Our Research

Thermodynamic principles

We study the thermodynamic behavior of thermoTRPs through analysis of heating- or cooling-induced current (Yang et al. PNAS, 2010). As anticipated, activation of all thermoTRPs involves a large change in both enthalpy (ΔH) and entropy (ΔS). A simple explanation of the observation is that activation of thermoTRPs causes substantial rearrangements of the channel protein complex. It is noticed that ΔH and ΔS are matching and balanced in each thermoTRP channel. This is important because it ensures the difference between ΔH and TΔS (i.g., ΔG) is small and can be easily overcome within the physiologically relevant temperature range (see Figure 3). Another way to demonstrate this point is that the ratio ΔH/ΔS defines the half-activation temperature of the channel. Unmatched ΔH and ΔS would yield a channel that responds to temperatures in a non-physiological range. It is anticipated that shifts in the fine balance between ΔH and ΔS can explain many physiological observations of adaptation and sensitization to temperature.

Figure 3 legend: Thermodynamic principle of high temperature sensitivity. A large ΔS value makes the ΔG versus T curve steep, so that a small temperature increase (for heat-sensing TRPV1) or decrease (for cold-sensing TRPM8) can substantially reduce ΔG. This causes the channel’s open probability to increase rapidly upon temperature change. The behavior of a “regular” channel with small ΔH and ΔS values is shown with dotted curves as comparison.

════════

→ **Set of tasks**
1. Reproduce the passage of the thermoTRP thermodynamics text starting with "Figure 3 legend: Thermodynamic" and going on through "curves as comparison.".
2. In the thermoTRP thermodynamics text, what ratio defines a channel's half-activation temperature?

════════

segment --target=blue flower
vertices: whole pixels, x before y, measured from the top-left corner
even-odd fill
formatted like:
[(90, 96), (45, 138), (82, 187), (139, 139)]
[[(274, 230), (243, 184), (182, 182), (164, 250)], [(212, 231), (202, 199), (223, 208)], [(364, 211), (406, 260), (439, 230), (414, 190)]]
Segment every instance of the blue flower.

════════

→ **Solutions to each task**
1.
Figure 3 legend: Thermodynamic principle of high temperature sensitivity. A large ΔS value makes the ΔG versus T curve steep, so that a small temperature increase (for heat-sensing TRPV1) or decrease (for cold-sensing TRPM8) can substantially reduce ΔG. This causes the channel’s open probability to increase rapidly upon temperature change. The behavior of a “regular” channel with small ΔH and ΔS values is shown with dotted curves as comparison.

2. The ratio ΔH/ΔS.